» **DATASET EXCERPTS**:
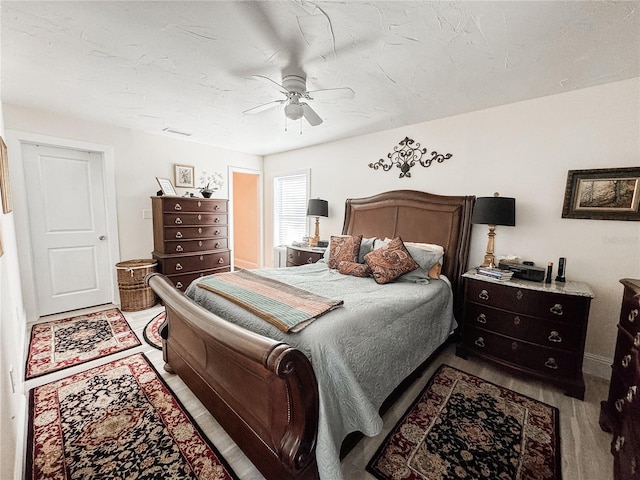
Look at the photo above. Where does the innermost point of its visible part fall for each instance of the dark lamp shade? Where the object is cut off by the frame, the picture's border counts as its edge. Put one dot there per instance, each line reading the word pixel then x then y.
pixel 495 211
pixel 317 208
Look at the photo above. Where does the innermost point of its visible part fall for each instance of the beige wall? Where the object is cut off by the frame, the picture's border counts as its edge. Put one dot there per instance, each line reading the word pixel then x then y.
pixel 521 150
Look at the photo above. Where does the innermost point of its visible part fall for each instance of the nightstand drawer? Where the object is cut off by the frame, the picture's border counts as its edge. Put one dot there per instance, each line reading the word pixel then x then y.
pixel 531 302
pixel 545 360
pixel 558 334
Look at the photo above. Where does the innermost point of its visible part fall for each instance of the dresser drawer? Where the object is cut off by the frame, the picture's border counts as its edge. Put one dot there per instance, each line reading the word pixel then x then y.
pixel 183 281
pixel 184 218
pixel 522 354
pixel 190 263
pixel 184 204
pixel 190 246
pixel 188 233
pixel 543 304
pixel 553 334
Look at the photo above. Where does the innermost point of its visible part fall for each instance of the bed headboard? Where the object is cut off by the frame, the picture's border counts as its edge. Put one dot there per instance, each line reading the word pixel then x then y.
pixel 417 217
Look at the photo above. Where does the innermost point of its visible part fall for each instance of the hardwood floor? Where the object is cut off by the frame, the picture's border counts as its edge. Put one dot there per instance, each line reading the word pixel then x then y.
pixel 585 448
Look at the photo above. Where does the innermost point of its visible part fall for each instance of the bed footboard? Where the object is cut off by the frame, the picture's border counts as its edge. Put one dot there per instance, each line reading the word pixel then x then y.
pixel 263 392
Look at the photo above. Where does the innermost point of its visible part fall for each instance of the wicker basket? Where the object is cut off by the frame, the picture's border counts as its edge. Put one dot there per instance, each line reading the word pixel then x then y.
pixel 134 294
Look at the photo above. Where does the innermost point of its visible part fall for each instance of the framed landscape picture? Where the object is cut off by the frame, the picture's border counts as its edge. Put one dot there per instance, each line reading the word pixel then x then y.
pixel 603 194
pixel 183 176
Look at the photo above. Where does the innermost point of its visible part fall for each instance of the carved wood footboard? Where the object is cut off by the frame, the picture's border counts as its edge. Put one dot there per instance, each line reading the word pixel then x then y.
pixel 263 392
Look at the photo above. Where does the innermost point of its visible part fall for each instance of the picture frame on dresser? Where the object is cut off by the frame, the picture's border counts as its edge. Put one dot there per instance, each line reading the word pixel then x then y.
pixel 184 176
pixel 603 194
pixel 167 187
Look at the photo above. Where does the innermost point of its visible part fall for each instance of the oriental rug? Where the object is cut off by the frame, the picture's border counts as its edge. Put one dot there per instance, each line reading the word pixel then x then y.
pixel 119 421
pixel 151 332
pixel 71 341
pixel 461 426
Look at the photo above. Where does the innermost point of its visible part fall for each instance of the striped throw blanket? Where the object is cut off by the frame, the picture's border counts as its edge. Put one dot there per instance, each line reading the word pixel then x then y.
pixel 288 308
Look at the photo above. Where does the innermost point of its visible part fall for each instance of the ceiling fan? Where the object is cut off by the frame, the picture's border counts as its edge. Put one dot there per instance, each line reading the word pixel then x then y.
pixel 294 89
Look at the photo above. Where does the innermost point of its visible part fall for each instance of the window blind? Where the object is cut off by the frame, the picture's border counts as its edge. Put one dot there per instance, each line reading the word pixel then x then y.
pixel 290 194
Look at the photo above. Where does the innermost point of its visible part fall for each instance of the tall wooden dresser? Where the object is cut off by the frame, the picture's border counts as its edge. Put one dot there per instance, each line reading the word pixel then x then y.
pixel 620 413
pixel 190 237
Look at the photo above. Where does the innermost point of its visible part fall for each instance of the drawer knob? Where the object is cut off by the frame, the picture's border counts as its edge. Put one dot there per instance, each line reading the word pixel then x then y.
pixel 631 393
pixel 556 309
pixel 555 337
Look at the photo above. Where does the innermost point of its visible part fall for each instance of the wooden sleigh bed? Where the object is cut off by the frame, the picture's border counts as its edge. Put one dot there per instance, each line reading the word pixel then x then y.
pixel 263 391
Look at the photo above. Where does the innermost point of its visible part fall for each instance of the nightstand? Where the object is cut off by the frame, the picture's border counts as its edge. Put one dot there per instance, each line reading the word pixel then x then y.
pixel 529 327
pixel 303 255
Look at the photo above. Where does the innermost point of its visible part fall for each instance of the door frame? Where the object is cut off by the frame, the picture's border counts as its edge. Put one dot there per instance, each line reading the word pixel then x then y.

» **PROBLEM**:
Substitute "mark" for "dot" throughout the rows above and write them out again with nothing else changed, leaving out the pictures.

» **RESPONSE**:
Look at the photo above. Where does the innermost point of its visible part fall for each instance of the dark lamp shade? Where the object is cut off by the frame, the picture's border counts as its edge. Put one mark there per instance, each line reading the word pixel then x then y.
pixel 495 211
pixel 317 208
Look at the photo above. Where does the innermost point of its visible part fall for each instance of the beige wall? Where the object is cut off by the frame, the picture's border counts as its edge. Put one mark there per instance, each line reading the word pixel then x then y.
pixel 521 150
Look at the photo above. Where does the innermost point of its visible part fall for each instance of the nightstand drawer? Where the object is cut off by the frame, the picture's border counts as its edge. Put one mark there per instance, each line reading the word pixel then x then y.
pixel 531 302
pixel 545 360
pixel 558 334
Look at the photo above. Where does the innermost point of its visible part fall for each instance of the dresser drawer? Where the object is cut off by the frame, the picture's border counts as its edge. Put one mark there per instance, each line reading the word pixel then x then y.
pixel 183 281
pixel 184 218
pixel 522 354
pixel 190 263
pixel 184 204
pixel 190 246
pixel 188 233
pixel 543 304
pixel 553 334
Look at the photo above. Where does the innermost point of its visible part fall for each instance of the bed headboard? Where the object is cut off by the frame, the picture's border counts as its edge. Put one mark there per instance, each line reading the word pixel then x then y.
pixel 417 217
Look at the photo above. Where does the innermost point of its visible part fall for each instance of the hardwood floor? Where the object is cut off by the frame, the picture's border counts as its edge. Put one mark there per instance, each line reading the word pixel then x then y.
pixel 585 448
Look at the photo above. Where does the innermost point of its visible part fall for each instance of the bed footboard? Where the object is cut off by the frame, the picture's border counts as its edge. Put one mark there per instance, each line reading the word pixel then x then y.
pixel 263 392
Look at the photo above. Where does the innermost point of its visible part fall for each instance of the wicker basket? Where the object is cut off by the frame, the picture's border counts as its edge. Put one mark there per instance, each line reading the word pixel then x then y.
pixel 134 294
Look at the photo above. Where does the innermost point of its visible part fall for each instance of the framed landscape picture? Where the object is cut off by the frame, the picture's border counts as its edge. Put one mark there per instance, each line reading the word pixel then x then y.
pixel 603 194
pixel 183 176
Look at the photo above. Where does the innermost point of its visible part fall for each instance of the carved wood footboard? Where the object is cut off by the frame, the picture's border counts as its edge. Put one mark there per instance, each line reading the word pixel then x then y.
pixel 263 392
Look at the photo above. Where does the innermost point of its visible part fall for each instance of the picture frame on dresser? Where the object is cut off by the frame, the picture's border counts as its edge. Put one mark there per instance, each line reading the word pixel then x then y.
pixel 184 176
pixel 603 194
pixel 167 187
Look at the photo above. Where does the innermost point of its visible part fall for each instance of the oriental rug? Where the object is cut off by the frame, the picture's border counts as its edge. Put one mark there per instance, each line reading the word pixel then x then y.
pixel 119 421
pixel 151 332
pixel 71 341
pixel 461 426
Look at the photo above. Where does the innermost point of its visible part fall for each instance of the striped throw blanket? Where the object is cut off by the frame, the picture's border counts as its edge. Put one mark there per instance, each line reading the word pixel then x then y.
pixel 288 308
Look at the photo above. Where does the innermost point of its visible part fall for each instance of the ceiling fan? Where the object is cut off by the frame, the picture's border counts as its edge. Put one mark there per instance, each line reading the word pixel then x then y.
pixel 294 89
Look at the photo above. Where does the innermost point of its visible part fall for each instance of the window blind? Where the object is cut off by the frame, the picture's border counts as its edge. Put one mark there per instance, each line reading the word pixel then x then y.
pixel 290 194
Look at the photo above. Where does the innermost point of its visible part fall for each instance of the tall wooden dresser? Where the object is cut off by the frame, the picture's border counts as its edge. Put one mark there per instance, each line reading the word pixel then x then y.
pixel 620 413
pixel 190 237
Look at the photo above. Where does the innermost point of its visible part fall for each instance of the drawer knob? Where the object is cut off by the frame, the picture's border counts as its edge. Put one mark there per instance, each line reading the word pixel then x then y.
pixel 631 393
pixel 556 309
pixel 555 337
Look at the photo above. Where does the innermost point of its visible part fall for each instance of the wooden sleigh bed? Where the object is cut off by the frame, the picture's border counts as its edge. Put one mark there per instance, each line reading the word pixel then x then y.
pixel 263 391
Look at the photo above. Where does the innermost point of its visible part fall for each instance of the nightstand? Where the object is cut off by the frame, the picture's border counts as its edge. Put one mark there per instance, each line reading the word pixel then x then y.
pixel 529 327
pixel 303 255
Look at the photo above. Where does the innermost point of its visible part fall for each instance of the door frame? Where the object is cut off by the frame, the picture's border counts as its edge. Put one mark there per instance, each line reading the word pixel then x then y.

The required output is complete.